Start Exercise materials
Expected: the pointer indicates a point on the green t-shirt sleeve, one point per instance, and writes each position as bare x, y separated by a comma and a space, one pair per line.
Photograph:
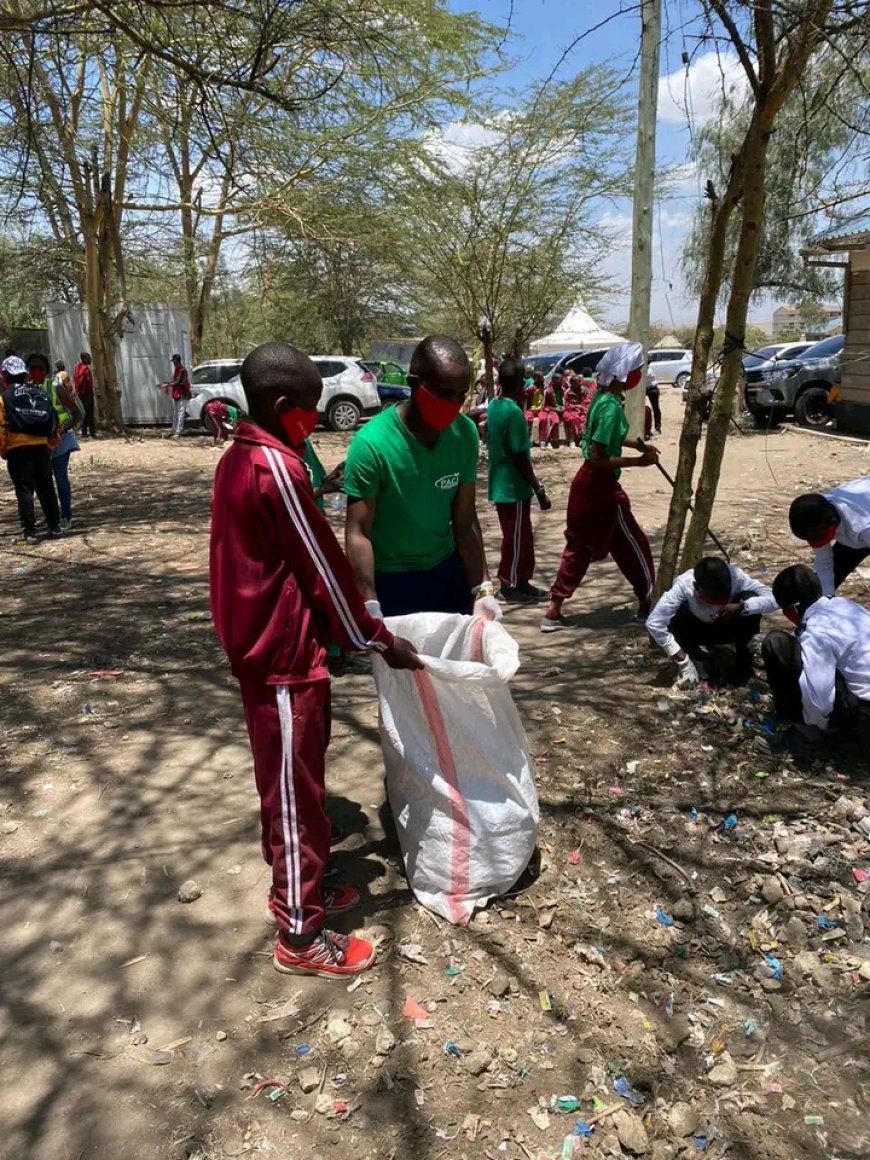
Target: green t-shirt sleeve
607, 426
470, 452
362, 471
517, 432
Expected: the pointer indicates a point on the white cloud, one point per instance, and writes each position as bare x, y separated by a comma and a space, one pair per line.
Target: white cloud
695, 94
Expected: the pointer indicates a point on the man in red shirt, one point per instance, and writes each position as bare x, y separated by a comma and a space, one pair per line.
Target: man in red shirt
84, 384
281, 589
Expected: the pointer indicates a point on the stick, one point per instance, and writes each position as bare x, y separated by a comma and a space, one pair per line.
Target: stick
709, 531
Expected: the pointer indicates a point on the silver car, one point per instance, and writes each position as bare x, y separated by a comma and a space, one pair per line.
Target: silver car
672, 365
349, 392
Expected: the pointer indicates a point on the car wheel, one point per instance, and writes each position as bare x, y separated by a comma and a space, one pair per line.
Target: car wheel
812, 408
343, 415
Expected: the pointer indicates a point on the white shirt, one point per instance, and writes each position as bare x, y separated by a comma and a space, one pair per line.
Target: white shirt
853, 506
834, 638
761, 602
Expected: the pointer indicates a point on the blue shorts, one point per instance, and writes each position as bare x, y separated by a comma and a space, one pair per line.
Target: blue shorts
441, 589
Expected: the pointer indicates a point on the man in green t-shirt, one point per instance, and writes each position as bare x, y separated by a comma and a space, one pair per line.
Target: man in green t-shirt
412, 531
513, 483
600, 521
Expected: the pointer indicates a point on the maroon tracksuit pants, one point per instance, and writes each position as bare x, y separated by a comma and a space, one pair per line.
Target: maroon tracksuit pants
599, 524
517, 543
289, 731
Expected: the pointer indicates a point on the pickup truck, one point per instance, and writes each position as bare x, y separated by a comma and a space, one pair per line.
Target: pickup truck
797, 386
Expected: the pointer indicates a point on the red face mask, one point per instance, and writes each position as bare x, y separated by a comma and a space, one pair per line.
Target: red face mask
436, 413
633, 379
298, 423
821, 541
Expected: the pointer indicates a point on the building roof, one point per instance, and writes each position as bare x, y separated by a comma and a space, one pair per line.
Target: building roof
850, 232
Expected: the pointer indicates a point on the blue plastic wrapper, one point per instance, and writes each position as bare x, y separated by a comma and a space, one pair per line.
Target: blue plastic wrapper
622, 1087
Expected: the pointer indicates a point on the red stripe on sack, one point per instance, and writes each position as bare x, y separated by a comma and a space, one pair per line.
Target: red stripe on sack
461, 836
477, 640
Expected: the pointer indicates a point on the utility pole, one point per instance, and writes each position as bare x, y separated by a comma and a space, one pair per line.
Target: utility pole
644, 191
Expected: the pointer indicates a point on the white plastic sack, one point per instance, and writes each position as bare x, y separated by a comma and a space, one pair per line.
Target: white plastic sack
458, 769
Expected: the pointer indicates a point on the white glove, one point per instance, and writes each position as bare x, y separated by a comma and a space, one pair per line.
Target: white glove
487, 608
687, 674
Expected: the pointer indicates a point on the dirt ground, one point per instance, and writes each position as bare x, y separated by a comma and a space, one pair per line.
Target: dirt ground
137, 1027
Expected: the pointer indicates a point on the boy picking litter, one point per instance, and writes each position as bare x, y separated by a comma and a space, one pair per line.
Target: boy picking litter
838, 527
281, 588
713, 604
End Exercise materials
• To do
Rewrite every item above as a two-column CSV with the columns item_text and answer. Give one row per item, put its text and its answer each in a single double-quoted field with line breaks replaced by spaces, and omit the pictures.

• The solution
item_text,answer
"Expected: the pointer indicates a point on the green t-shirt sleeve, one point per instance, and writes each position as bare x, y separated by a comma and a space, one pair per line. Photograph: Target: green t-shirt sleeve","607, 426 470, 452 362, 471 517, 432"
"Expected: the pointer indicates a point on the white cloud, one point per instance, and writes each position as bare x, y separated by a comma and a space, one pair per line. Target: white cloud","695, 94"
"Expected: the pointer indicates a point on the man in red shirt, one point per instance, and writes each position as bare x, y separated by a comma and a space, one pair per line. Target: man in red shirt","84, 384 281, 589"
"Expected: the pointer indicates a point on the stick, one point per instance, and writes each position as bare x, y separated by a comma and a space, one pair per line. Target: stick","709, 531"
"Expected: the pointer indicates a point on the silver car, one point per instance, and writes each position as bare x, y separated by a comma and a space, one pair per line. Target: silver car","672, 365 349, 392"
"Expected: the pointer indicates a point on the car wheel, one point per instance, and writes each position as bare x, y separated by a comma and a space, one pair per line. Target: car wheel","812, 408 343, 415"
"Expected: the pointer indicates a point on the white shirt, one point per instance, and writes each position as bare x, y separated by a comma and a space, one pair per line. Target: white shirt","853, 506 834, 638 761, 602"
"Expected: the pointer indicates a point on the blue shorts, one point per instance, and writes each position as bare x, y separated by a comma and a space, one pair per line. Target: blue shorts","441, 589"
"Expected: the pointer indicates a point on the man in green t-shirt, one point per instance, and writes each position as bare x, y separated by a comma and a space, one pair per line. Target: man in green t-shirt","412, 531 513, 483 600, 521"
"Expected: the pointer indicates a point on the maroon tracksuit pants, one point per instance, and writes each position as bare x, y separated by a comma and a space, one pair per line. Target: maroon tracksuit pants","599, 524 517, 543 289, 731"
"Expected: the pointer indicates a point on the pickup truck, one point per instance, and writes each position as bare x, y separated by a comma and a space, one pair per line. Target: pickup truck","797, 386"
"Expected: the pointer indicates a point on the red face mask, one point per instance, and writes each position as bare x, y separated by a comma and a space, one pair per line. Target: red face mask","436, 413 633, 379 298, 423 821, 541"
"Expected: the pointer indicates a point on the building roof, one point per instance, and writes each position as bare x, y separated by a comma and a space, one pair per line. Target: building roof","850, 232"
"Expected: the pointer indicates a point on the blue plastic wrapper, one point per instance, and writes each position as bare x, y separated by a comma and a space, one pair per line. Target: blue plastic wrapper","622, 1087"
"Expected: the pointer indicates a point on the red stripe on sack, one point per instance, and writes each position as bare x, y separated by a comma and a space, one pair per line. Target: red stripe on sack","461, 836 477, 640"
"Expected: the pointer indicates a point on the utility pole, one point per instance, and writes each position as bare x, y separated by a comma and a space, one pair per line. Target: utility pole","644, 191"
"Expected: the pointer indicates a point on the white plastic sack, one point per instance, and writes each position as bare x, y separated by a comma and a space, one pair per line. Target: white plastic sack","458, 769"
"Expected: the pointer indicates a point on the white glove, one point per instance, and writes each position as bare x, y separated by a comma and a space, one pair per line. Target: white glove","487, 608 687, 674"
"Expected: the pointer indicates a point on the dirt ground, one point per instance, and writes each position as bare x, y separated by a comma and a space, one pair per line. Target: dirt ground","137, 1027"
"Expected: the pointer indicates a point on the boy picking litter, one point per instance, and writes each position as bare x, y separated by a comma and a space, one pair per line. Target: boy picking litter","838, 527 281, 588 713, 604"